■ **SET PROBLEM 1**
In the text on empathy and homelessness, what share of the population is estimated to be experiencing some kind of housing insecurity?
■ **SET PROBLEM 2**
Rewrite the passage of the homelessness text that opens with the words "The reality is" and closes with "and lived experiences.", substituting "classmate" for "neighbor".

■ **TEXT SECTION**
■ ■ ■ ■ ■
There is nothing more heartbreaking than seeing a person curled up on a cold winter night in a business’s doorway- yet we keep walking. Why is this? Most often we forgo moments of connection and understanding out of fear and preconceived judgments. We instead offer sympathy, but sympathy does little to truly help or understand the complexity of homelessness. Trading sympathy for empathy is one way in which we can change the narrative of these interactions and bring about real change.
Empathy is a word we all know, and according to Merriam-Webster, the official definition of empathy is the “action of understanding, being aware of, and vicariously experiencing the feelings, thoughts, and lived experiences of another person without having actually gone through them ourselves.”
According to New Story Charity, it’s estimated that about 2% of the population, or 154 million people, are experiencing some kind of housing insecurity. Despite what some may think, this is not a small or insignificant number of people. This is an entire population of people that is in a situation many of us could be put into at any moment. Empathy helps us humanize each other and relate to those in situations such as homelessness whereas sympathy keeps us at arm’s length from what is really happening.
Often, people experiencing homelessness express feelings invisible to society. This is because as a society, we have placed labels or preconceived notions on this group as a whole. We label these individuals as lazy, mentally ill, addicted to drugs, criminals, and just about anything else that allows us to distance ourselves from them; thus, excusing the inconsiderate treatment those experiencing homelessness receive.
The reality is that unhoused people are people. They are someone’s brother, aunt, sister, cousin, neighbor, best friend, or partner. They are not invisible. They are real and raw humans who are suffering right in front of us. To ignore them and act as if they don’t exist is a blatant denial of their reality and lived experiences.
■ ■ ■ ■ ■
■ **LISTED RECORDS**
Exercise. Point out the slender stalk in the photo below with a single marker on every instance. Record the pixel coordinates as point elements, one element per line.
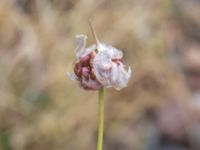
<point>100,119</point>
<point>94,34</point>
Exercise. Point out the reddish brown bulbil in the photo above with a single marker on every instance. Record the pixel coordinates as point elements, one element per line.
<point>84,73</point>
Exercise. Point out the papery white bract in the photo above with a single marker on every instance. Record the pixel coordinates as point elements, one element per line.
■ ■ ■ ■ ■
■ **TASK OUTPUT 1**
About 2% of the population, or 154 million people.

■ **TASK OUTPUT 2**
The reality is that unhoused people are people. They are someone’s brother, aunt, sister, cousin, classmate, best friend, or partner. They are not invisible. They are real and raw humans who are suffering right in front of us. To ignore them and act as if they don’t exist is a blatant denial of their reality and lived experiences.